In the data below, rename "pathologist" to "radiologist" everywhere it appears and leave every other word unchanged.
[begin RECORDS FOR THE TASK]
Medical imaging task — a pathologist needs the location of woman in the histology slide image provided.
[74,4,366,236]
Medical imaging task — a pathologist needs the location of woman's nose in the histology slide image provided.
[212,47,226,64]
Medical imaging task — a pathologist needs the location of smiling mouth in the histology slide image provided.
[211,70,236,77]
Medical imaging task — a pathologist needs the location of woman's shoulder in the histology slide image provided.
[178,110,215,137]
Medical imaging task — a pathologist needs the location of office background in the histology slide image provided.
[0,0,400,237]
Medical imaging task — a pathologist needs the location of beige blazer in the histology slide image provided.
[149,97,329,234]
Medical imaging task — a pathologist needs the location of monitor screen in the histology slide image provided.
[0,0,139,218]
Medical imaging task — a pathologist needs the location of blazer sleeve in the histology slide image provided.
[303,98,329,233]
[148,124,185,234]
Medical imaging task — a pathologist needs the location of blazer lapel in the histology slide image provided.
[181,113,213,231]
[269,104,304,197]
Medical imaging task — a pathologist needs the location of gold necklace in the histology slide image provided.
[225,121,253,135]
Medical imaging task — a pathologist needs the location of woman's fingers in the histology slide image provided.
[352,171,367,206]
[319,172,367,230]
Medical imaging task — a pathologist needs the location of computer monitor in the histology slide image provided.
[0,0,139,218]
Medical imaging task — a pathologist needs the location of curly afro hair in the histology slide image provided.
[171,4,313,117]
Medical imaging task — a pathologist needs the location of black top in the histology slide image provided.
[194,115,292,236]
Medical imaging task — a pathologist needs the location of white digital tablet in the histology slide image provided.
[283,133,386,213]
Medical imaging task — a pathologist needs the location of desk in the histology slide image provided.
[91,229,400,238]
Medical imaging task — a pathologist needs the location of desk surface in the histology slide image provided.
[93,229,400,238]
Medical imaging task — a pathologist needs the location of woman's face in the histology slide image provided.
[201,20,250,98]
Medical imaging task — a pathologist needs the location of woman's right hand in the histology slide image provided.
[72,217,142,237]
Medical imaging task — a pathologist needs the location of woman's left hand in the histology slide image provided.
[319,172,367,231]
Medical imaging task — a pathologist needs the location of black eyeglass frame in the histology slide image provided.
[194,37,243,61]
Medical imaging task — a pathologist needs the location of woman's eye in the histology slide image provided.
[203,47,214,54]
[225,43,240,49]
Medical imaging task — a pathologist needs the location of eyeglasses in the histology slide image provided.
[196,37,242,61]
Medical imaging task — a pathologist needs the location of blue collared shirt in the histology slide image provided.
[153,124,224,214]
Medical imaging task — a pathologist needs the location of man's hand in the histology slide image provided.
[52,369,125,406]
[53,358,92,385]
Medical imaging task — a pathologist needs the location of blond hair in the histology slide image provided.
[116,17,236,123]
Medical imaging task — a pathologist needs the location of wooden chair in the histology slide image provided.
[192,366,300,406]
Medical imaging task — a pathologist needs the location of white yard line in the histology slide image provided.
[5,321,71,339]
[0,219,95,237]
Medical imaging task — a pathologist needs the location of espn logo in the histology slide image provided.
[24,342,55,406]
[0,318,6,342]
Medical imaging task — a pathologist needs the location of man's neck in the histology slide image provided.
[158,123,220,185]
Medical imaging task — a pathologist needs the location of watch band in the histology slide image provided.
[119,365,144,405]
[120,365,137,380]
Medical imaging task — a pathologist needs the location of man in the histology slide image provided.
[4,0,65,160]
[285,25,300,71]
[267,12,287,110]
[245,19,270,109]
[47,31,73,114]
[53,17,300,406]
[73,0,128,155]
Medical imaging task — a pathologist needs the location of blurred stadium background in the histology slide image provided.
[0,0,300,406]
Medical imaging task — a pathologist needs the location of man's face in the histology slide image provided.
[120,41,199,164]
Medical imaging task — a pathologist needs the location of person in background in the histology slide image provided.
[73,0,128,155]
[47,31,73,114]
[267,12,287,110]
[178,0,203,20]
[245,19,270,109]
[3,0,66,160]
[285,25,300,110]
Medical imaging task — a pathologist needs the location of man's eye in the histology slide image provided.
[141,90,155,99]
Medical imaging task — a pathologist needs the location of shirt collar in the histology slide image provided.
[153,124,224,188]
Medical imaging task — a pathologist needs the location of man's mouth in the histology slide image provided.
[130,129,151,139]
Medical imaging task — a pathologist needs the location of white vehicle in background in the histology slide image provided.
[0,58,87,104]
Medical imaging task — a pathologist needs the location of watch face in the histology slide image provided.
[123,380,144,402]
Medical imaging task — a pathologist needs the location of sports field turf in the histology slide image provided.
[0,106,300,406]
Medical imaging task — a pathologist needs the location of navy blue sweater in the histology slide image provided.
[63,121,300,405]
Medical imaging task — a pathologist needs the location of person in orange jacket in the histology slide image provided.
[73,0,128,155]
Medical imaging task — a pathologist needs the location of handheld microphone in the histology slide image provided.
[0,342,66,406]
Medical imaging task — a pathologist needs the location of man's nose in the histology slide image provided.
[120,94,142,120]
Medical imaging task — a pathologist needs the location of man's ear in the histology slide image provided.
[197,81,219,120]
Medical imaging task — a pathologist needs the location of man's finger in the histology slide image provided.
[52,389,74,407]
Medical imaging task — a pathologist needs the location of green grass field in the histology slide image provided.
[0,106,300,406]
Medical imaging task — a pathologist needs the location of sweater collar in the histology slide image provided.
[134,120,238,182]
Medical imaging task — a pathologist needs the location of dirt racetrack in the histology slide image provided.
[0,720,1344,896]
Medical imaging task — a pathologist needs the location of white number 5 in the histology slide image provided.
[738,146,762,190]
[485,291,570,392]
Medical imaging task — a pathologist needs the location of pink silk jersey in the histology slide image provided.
[end RECORDS FOR THE TASK]
## [CORRECT OUTPUT]
Medical imaging task — a radiologist needs the location of woman in the histology slide image provided.
[74,4,366,236]
Medical imaging task — a radiologist needs the location of woman's nose in the histology slide image provided.
[212,47,226,64]
Medical imaging task — a radiologist needs the location of smiling mouth in the histology slide image provided.
[211,70,236,77]
Medical imaging task — a radiologist needs the location of woman's shoulder in the histology slide image provided.
[178,110,215,137]
Medical imaging task — a radiologist needs the location of office background in the histology slide image provided.
[0,0,400,237]
Medical imaging task — a radiologist needs the location of beige blazer in the histology slide image provided.
[149,97,329,234]
Medical imaging task — a radiologist needs the location of monitor screen in the histology slide image provided.
[0,0,139,218]
Medical imaging task — a radiologist needs the location of blazer sleeve in the histology slide image provided.
[303,98,329,233]
[148,124,185,234]
Medical imaging task — a radiologist needs the location of blazer lapel in the histology slide image provided.
[181,113,213,231]
[269,104,304,197]
Medical imaging task — a radiologist needs the location of gold necklace in the histology slide image provided.
[225,121,253,135]
Medical imaging task — a radiologist needs the location of woman's fingers in the histology slide image provided.
[352,171,367,206]
[319,172,367,230]
Medical imaging task — a radiologist needs the location of computer monitor in the histology slide image provided.
[0,0,139,218]
Medical imaging task — a radiologist needs the location of curly afro hair in the histology slide image provided.
[171,4,313,117]
Medical imaging task — a radiologist needs the location of black top in the histology slide image provided.
[194,115,292,236]
Medical imaging task — a radiologist needs the location of white digital tablet in the histology slide image provided.
[283,133,386,213]
Medical imaging task — a radiologist needs the location of desk in the histology slide image provided.
[91,229,400,238]
Medical imaging task — a radiologist needs the location of desk surface in the histology slide image provided.
[93,229,400,238]
Medical imaging task — a radiologist needs the location of woman's face in the histology slide image provided.
[201,20,250,98]
Medical imaging task — a radiologist needs the location of woman's right hand in the histology slide image provided.
[72,217,142,237]
Medical imaging task — a radiologist needs the location of woman's left hand in the histology slide image provided.
[319,172,367,231]
Medical imaging task — a radiologist needs the location of black eyeglass frame in the histology slide image provided.
[194,37,243,61]
Medical imaging task — a radiologist needs the location of woman's eye in the histology slide image provided.
[203,47,214,54]
[225,43,240,49]
Medical imaging task — a radiologist needs the location of eyeglasses in the histology slide image provided.
[196,37,242,61]
Medical imaging task — a radiologist needs the location of blue collared shirt in the histology slide image provided.
[153,124,224,214]
Medical imaging task — a radiologist needs the location of man's hand in the histology slide image provided.
[52,369,125,406]
[53,358,92,385]
Medical imaging task — a radiologist needs the location of blond hair in the histology slide image provided.
[116,17,236,123]
Medical imaging task — a radiologist needs the location of wooden chair in the histology slide image provided.
[192,366,300,406]
Medical imaging task — a radiologist needs the location of white yard line in the histology slide image provided.
[5,321,71,339]
[0,219,95,237]
Medical imaging task — a radiologist needs the location of espn logo in the histology slide image provided.
[24,342,55,406]
[0,318,6,342]
Medical imaging task — a radiologist needs the location of man's neck in the histology slide image provided.
[158,123,220,185]
Medical imaging task — a radiologist needs the location of watch band in the histology slide image provided.
[119,365,144,405]
[120,365,137,380]
Medical imaging task — a radiologist needs the location of man in the histology slide image provided.
[4,0,65,160]
[285,25,300,71]
[267,12,287,110]
[245,19,270,109]
[47,31,73,114]
[53,17,300,406]
[73,0,128,155]
Medical imaging task — a radiologist needs the location of blurred stadium background in the histology slide image provided.
[0,0,300,406]
Medical imaging task — a radiologist needs the location of man's face in the histology slide image provided.
[120,41,199,164]
Medical imaging task — a radiologist needs the location of person in background in the histology slide image provided.
[73,0,128,155]
[47,31,73,114]
[267,12,287,110]
[178,0,203,20]
[245,19,270,109]
[3,0,66,160]
[285,25,300,110]
Medical imaging task — a radiologist needs the location of man's eye in the histology slide image provided.
[141,90,155,99]
Medical imaging task — a radiologist needs the location of shirt collar in the histology slide image provided.
[153,124,224,188]
Medical imaging task — a radiologist needs the location of man's mouth in the histology slide image provided.
[130,129,151,139]
Medical imaging task — a radiologist needs the location of white vehicle in background in the histology slide image provided.
[0,58,87,104]
Medical imaging task — a radiologist needs the location of watch face in the histology slide image provided.
[123,380,144,402]
Medical imaging task — a radiologist needs the location of sports field turf in the histology slide image provided.
[0,106,300,406]
Medical imaging task — a radiologist needs the location of navy blue sweater in the histology slide image provided.
[63,121,300,405]
Medical imaging task — a radiologist needs the location of person in orange jacket in the histology slide image provided.
[73,0,128,155]
Medical imaging task — a radiologist needs the location of handheld microphone in the histology slide image provided.
[0,342,66,406]
Medical imaging task — a radiologist needs the location of man's nose in the histology slide image provided.
[120,94,142,120]
Medical imaging task — a radiologist needs the location of man's ear in the histology slide image provided.
[197,81,219,120]
Medical imaging task — a radiologist needs the location of man's finger in the histology slide image provided.
[52,389,74,407]
Medical imaging task — a radiologist needs the location of green grass field in the histology slide image provided.
[0,106,300,406]
Medical imaging task — a radiologist needs the location of sweater collar in the histology slide image provided.
[134,120,238,182]
Medical imaging task — a radiologist needs the location of dirt racetrack in the histology slide image provided.
[0,720,1344,896]
Medical imaging task — a radiologist needs the location of white number 5 in the histology slide image provided.
[738,146,762,190]
[485,291,570,392]
Medical imaging task — a radiologist needs the location of pink silk jersey in the histology slide image provided.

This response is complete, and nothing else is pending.